** Opening Excerpted data block **
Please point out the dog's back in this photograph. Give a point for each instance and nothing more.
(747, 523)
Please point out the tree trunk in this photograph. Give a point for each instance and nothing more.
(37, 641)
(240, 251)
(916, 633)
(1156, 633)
** Closing Excerpted data block **
=== What you are asked to do ===
Every entry should be given again exactly as written.

=== Written solution ===
Please point out the dog's back in this photograph. Give a point for each instance and nothing more.
(747, 523)
Please point out the tree trunk in this photograph. Give a point for each instance and nothing more.
(37, 641)
(240, 251)
(916, 633)
(1156, 633)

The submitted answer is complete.